> Problem to solve
Write out all the data again, exactly.

> Dataset records

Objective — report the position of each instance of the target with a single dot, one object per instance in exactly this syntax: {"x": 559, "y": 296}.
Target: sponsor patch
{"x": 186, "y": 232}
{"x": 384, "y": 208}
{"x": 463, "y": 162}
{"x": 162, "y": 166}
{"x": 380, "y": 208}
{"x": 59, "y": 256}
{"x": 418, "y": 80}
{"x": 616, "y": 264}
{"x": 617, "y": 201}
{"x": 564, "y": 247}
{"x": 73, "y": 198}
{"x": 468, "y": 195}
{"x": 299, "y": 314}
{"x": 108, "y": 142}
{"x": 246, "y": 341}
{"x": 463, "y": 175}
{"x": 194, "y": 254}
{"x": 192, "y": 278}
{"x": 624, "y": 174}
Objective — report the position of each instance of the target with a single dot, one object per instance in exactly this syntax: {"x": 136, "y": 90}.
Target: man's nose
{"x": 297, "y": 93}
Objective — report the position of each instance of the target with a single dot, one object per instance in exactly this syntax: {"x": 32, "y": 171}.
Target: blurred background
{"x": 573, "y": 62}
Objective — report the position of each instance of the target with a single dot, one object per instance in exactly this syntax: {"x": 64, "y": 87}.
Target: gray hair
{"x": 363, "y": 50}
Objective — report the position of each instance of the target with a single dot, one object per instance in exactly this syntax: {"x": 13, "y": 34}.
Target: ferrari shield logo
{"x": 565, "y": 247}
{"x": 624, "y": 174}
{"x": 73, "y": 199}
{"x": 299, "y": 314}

> Task answer
Objective — report the position of each instance of the target with a single dot, one object per instance in exactly this syntax: {"x": 559, "y": 296}.
Target: sponsor patch
{"x": 186, "y": 232}
{"x": 384, "y": 208}
{"x": 463, "y": 162}
{"x": 162, "y": 166}
{"x": 380, "y": 208}
{"x": 59, "y": 256}
{"x": 418, "y": 80}
{"x": 616, "y": 264}
{"x": 617, "y": 201}
{"x": 564, "y": 247}
{"x": 73, "y": 198}
{"x": 468, "y": 195}
{"x": 299, "y": 314}
{"x": 108, "y": 142}
{"x": 246, "y": 341}
{"x": 463, "y": 175}
{"x": 194, "y": 254}
{"x": 192, "y": 278}
{"x": 624, "y": 174}
Objective — report the position of each instance of the target with a single dot, one object per instance in exactly this syntax: {"x": 136, "y": 90}.
Target: man's nose
{"x": 297, "y": 93}
Objective — report the position of each instance of the target with a single dot, one object per instance in exactly this syntax: {"x": 32, "y": 171}.
Target: blurred background
{"x": 573, "y": 62}
Objective — report the position of each instance of the target with a single dot, one object per instance in exactly this syntax: {"x": 64, "y": 87}.
Target: gray hair
{"x": 363, "y": 50}
Objective — report the position of each instance of the target with a single dot, one object per instance in exactly this syntax: {"x": 13, "y": 34}.
Target: ferrari shield logo
{"x": 565, "y": 247}
{"x": 624, "y": 174}
{"x": 73, "y": 199}
{"x": 299, "y": 314}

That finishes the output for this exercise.